Problems to work on —
[A] Check these statements against the mailing-list message about the missing Greek ligature. For each, answer yes or no and quote the words of the message that decide it: (i) the message is dated September 19, 2010; (ii) the quoted passage says the book itself is in Greek; (iii) the next message in the thread is from David Starner.
[B] Extend the mailing-list message about the missing Greek ligature, picking up after its last line.

Re: Missing old Greek ligature/letter "omicron+upsilon above"

From: Apostolos Syropoulos (ijdt.editor@gmail.com)
Date: Sun Sep 19 2010 - 15:12:54 CDT

  • Next message: David Starner: "Re: Missing old Greek ligature/letter "omicron+upsilon above""

    2010/9/19 Philippe Verdy <verdy_p@wanadoo.fr>

    > > Message du 19/09/10 20:35
    > > De : "Apostolos Syropoulos" <ijdt.editor@gmail.com>
    > > A : "Unicode Mailing List" <unicode@unicode.org>
    > > Copie à : verdy_p@wanadoo.fr
    > > Objet : Re: Missing old Greek ligature/letter "omicron+upsilon above"
    > >
    > > 2010/9/19 Philippe Verdy <verdy_p@wanadoo.fr>
    > >
    > >
    > > > Clearly there does seem to be missing a Greek letter, which should
    > > > behave exactly like the Latin letter. I can't say
    > > > if this is a contamination of the Greek script by the Latin script
    > > > (the book itself is in French), or if finally the
    > > > ligature was also used in Greek books. I think that such famous
    > > > authors were knowing Greek enough to have seen the
    > > > ligature used in pure Greek alone.

Information provided —

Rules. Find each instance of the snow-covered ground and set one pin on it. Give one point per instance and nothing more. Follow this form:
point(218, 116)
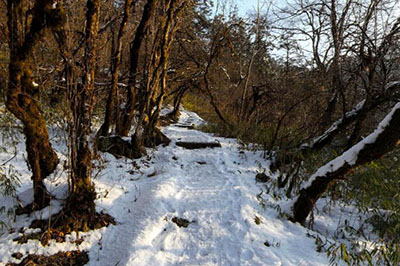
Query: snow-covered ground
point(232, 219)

Results of the tasks —
[A] (i) Yes: "Sun Sep 19 2010 - 15:12:54 CDT". (ii) No: "(the book itself is in French)". (iii) Yes: "Next message: David Starner".

[B]
    > > >
    > >
    > > All I can tell that ου is a diphthong and since it is very common people
    > > have been using the form you are mentioning. The following shows that
    > > it was something used in Greek text alone:
    > >
    > > http://en.wikipedia.org/wiki/File:Greek_print_1566_Aristotle.png
    >
    > Ok but I'm concerned by the fact that the existing Latin 'ou'
    > ligature/letter U+0222/U+0223 cannot be used safely for Greek:
    > - it has the wrong script property
    >

    That is correct.

    > - when combined with a Greek circumflex (canonically equivalent with
    > the latin tilde), this circumflex won't be able to adopt the curved
    > circumflex form (inversed breve) that is also commonly found in many
    > Greek font styles and handwritten Greek styles, but normally NOT
    > suitable for the tilde over a Latin letter) ;
    >

    Well some years ago, me and a friend of mine created a font that based on
    the
    original printing of the Philokalia books. The font is freely available from
    http://openfontlibrary.org/files/asyropoulos/244 Now the original text
    incuded
    all sorts of accented ου letters/ligatures.

    > - it won't combine correctly with Greek spirits
    >

    No it does.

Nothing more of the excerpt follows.